Text segment ->
We are three for three in Unbox movie rentals. No problems. Don't like that 24 hour watch limit. Also don't like that a show is abruptly deleted while you are watching it, just past 24 hours.


----------



## bud8man

1 for 3...
1 show I own...and two movies...I have to watch through my PC...


----------



## ddelora

That sort of was my point.... it took so long why bother. Granted I started the download from work, it still was not done when I put the kids to bed.... again why bother....


----------



## pdhenry

It's a function of your broadband connection speed. I can get a movie in about 4 hours so it's not too hard to decide on a movie mid-afternoon and watch it that night.


----------



## ZeoTiVo

pdhenry said:


> The download/purchase availability correlates with the DVD availability, and the rental availability correlates with the PPV availability. If you wait a couple of weeks you'll be able to rent Children of Men.


absolutely correct and I can understand that Amazon UNBOX took whatever agreement it could get. Maybe this is why Netflix is not doing this yet. 

The content providers need to understand that people want this to work similar to a DVD rental before the large number of users will roll in. Most people who would use it have access to a PPV. Myself I do not being only on analog cable but Netflix covers me on most TV shows and I get Movies at DVD rental time. Already rented and watched "Children of Men" for instance. 
The download service that can let me download movies and TV shows on a subscription basis and then anyone in my family can easily watch them - will get my money. Amazon and TiVo are so close if they could just get the content owners to get over the PPV mentality they have for downloads right now.

Provided information ->

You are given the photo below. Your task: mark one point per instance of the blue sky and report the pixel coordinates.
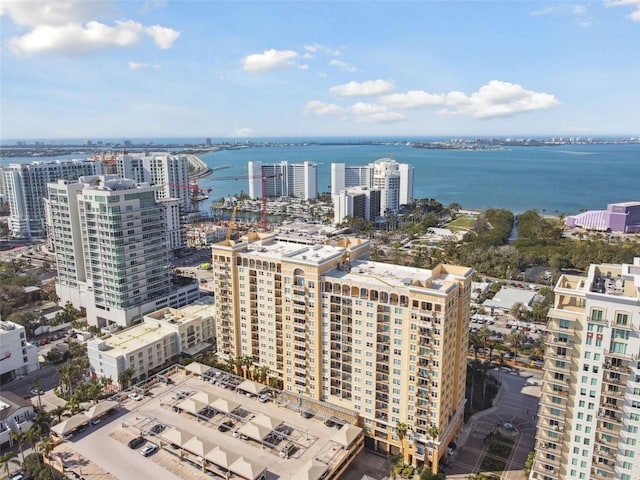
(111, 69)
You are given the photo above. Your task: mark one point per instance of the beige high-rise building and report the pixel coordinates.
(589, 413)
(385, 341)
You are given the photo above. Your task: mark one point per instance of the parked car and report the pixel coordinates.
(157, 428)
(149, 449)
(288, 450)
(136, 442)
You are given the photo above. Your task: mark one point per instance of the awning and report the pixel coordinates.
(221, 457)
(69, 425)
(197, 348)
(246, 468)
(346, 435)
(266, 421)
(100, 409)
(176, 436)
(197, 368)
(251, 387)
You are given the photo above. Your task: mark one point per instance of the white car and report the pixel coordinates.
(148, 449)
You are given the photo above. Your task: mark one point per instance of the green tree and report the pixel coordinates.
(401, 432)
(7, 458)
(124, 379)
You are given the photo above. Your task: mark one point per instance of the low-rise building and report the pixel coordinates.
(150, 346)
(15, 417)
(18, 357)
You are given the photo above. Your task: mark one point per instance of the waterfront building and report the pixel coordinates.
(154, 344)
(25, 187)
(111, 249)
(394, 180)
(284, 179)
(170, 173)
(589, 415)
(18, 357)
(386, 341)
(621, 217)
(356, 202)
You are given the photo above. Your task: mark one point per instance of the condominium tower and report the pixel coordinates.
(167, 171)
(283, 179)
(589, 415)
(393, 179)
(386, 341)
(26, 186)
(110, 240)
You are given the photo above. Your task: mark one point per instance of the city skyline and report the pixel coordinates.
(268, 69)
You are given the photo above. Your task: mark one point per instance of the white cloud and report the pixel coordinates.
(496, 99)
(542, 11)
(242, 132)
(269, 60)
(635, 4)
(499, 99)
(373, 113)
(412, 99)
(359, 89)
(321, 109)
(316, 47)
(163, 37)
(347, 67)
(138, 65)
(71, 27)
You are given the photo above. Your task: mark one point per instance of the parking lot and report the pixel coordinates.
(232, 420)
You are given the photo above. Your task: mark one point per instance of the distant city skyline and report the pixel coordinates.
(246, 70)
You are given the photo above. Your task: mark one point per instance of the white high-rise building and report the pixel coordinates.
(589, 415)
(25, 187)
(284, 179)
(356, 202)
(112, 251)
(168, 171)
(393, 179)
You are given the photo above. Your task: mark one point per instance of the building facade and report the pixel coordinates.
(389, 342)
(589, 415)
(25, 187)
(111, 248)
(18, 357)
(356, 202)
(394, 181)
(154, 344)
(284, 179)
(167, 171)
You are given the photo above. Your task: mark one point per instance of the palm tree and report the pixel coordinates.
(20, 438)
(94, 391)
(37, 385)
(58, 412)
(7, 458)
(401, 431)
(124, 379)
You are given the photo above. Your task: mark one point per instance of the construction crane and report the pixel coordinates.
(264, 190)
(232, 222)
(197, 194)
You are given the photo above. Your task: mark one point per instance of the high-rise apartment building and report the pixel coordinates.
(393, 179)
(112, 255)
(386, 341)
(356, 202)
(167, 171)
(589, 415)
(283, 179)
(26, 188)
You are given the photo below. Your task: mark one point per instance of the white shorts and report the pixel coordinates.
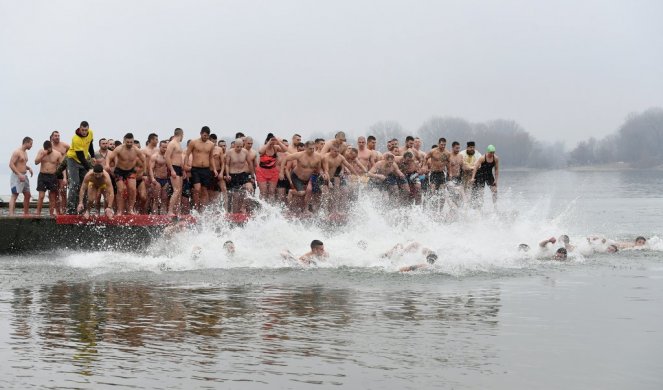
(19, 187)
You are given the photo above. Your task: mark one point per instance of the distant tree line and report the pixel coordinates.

Work to do ->
[A] In the forum thread, how long does pdhenry say it takes to get a movie?
[B] Please print the part of the forum thread that opens with the words containing "That sort of" and closes with "again why bother....".

Solutions to the problems ->
[A] About 4 hours.

[B]
That sort of was my point.... it took so long why bother. Granted I started the download from work, it still was not done when I put the kids to bed.... again why bother....